Now you know how to deal with @configure, @build and @install: these are code blocks allowing you to fix this kind of problems. Non standard build operations happen from time to time, and code blocks help you overcome this. If a lot of packages have the same workarounds, we might add detection and integration into packaging, so that only specifics are kept into recipes.

If you want to investigate a bit more, you can check our recipe repository. Feel free to improve these recipes with meta-data, @watch code blocks… contributions are welcome.

Future of packaging. let's be even more declarative
As we saw, packaging allows maintainers to create very simple and readable recipes. Sometimes we have to confront ourselves to poorly designed build systems, but we can hack a bit. In the future, manual operations should be reduced even more by adding:

  • a few other parameters to the environment
    This implies to check for patterns in the recipes and to provide workarounds.
  • new code blocks before the configuration, build and install steps
    This would allow performing a few hacks in the directory (a quick sed in a file for instance) while still keeping automatic operations.

Another possible addition to packaging could be to take cross-OS recipe as first-class citizen. It was part of the design process of spec files: named sections can be used to discriminate information based on the target OS. An example:

%OS Ubuntu-20.04
	dependencies: libxxx
%OS Debian-12
	dependencies: lib-with-specific-naming-standard-for-reasons

This way, bootstrapping an application and providing it to any system with its own tools could be easy. It's actually what we did during the Baguette's bootstrap. Providing universal recipes could even become a game for patient system administrators.

◆ Dataset
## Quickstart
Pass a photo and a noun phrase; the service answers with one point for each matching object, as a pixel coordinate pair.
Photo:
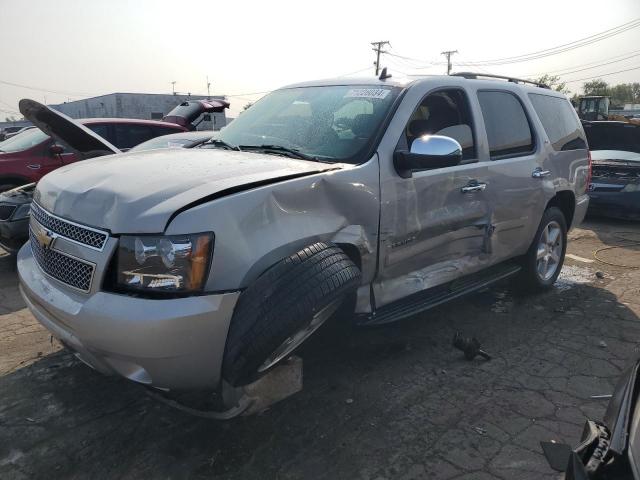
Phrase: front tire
(283, 307)
(544, 259)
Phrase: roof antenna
(384, 75)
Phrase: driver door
(436, 225)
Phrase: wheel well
(566, 202)
(352, 252)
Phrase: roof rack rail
(474, 76)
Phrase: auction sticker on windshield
(367, 93)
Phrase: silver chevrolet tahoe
(193, 268)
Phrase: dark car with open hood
(57, 141)
(15, 203)
(614, 190)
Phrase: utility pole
(448, 54)
(378, 49)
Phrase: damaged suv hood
(140, 192)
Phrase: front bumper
(623, 205)
(610, 449)
(13, 234)
(582, 204)
(175, 344)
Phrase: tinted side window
(559, 121)
(159, 131)
(447, 113)
(508, 129)
(130, 134)
(102, 130)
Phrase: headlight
(168, 263)
(631, 187)
(22, 212)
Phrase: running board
(432, 297)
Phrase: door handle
(539, 173)
(473, 187)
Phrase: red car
(31, 154)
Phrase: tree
(596, 87)
(554, 82)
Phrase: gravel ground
(393, 402)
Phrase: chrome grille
(72, 271)
(6, 211)
(77, 233)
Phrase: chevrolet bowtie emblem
(44, 237)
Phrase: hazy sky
(80, 48)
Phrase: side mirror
(427, 152)
(56, 149)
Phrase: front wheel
(543, 261)
(284, 307)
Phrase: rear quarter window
(508, 130)
(559, 121)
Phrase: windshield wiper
(221, 143)
(279, 149)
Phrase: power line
(61, 92)
(353, 73)
(592, 67)
(597, 37)
(602, 75)
(378, 49)
(448, 53)
(561, 48)
(562, 71)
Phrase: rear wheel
(284, 307)
(545, 257)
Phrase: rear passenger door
(515, 152)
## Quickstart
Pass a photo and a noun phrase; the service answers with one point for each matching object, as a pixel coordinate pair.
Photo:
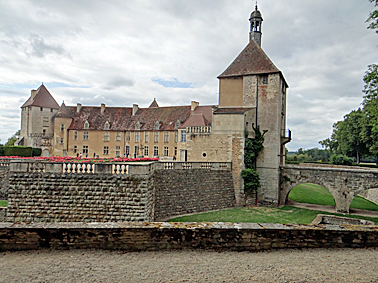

◆ Your goal
Continue the packaging recipes text above, picking up after its final sentence.

◆ Your response
Back to top


Service: service management. not just kill or start/stop/status wrapper

Service management often comes with:

  • default configuration files, users should learn how to configure them and do it manually
  • default user and group, so two instances may have security-involved issues
  • a single possible instance, otherwise the configuration has to be heavily changed
  • root-only management, simple users rarely run their own services (except on systemd, kudos for once)
  • no domain management

These shortcomings imply manual configuration, scripting to manage databases and users, specific tooling for each database and service: this is heavy machinery. To overcome drawbacks of having simplistic tools, sys-admins developed all kind of monstrous architectures.

  • LXC chroot + network + software limits
  • Qemu + KVM, Xen let's add software mimicking hardware's complexity to the mix, telling everyone it's for security and simplicity
  • docker I don't know how to do simple applications nor packages, so I give to you my whole dev environment
    Note: we have to admit, packaging on most OS is painful for absolutely no good reason.
  • Chef and Puppet the 500 MB running Ruby code on our virtual machines just to check for configuration updates is okay 'cause memory is cheap, right?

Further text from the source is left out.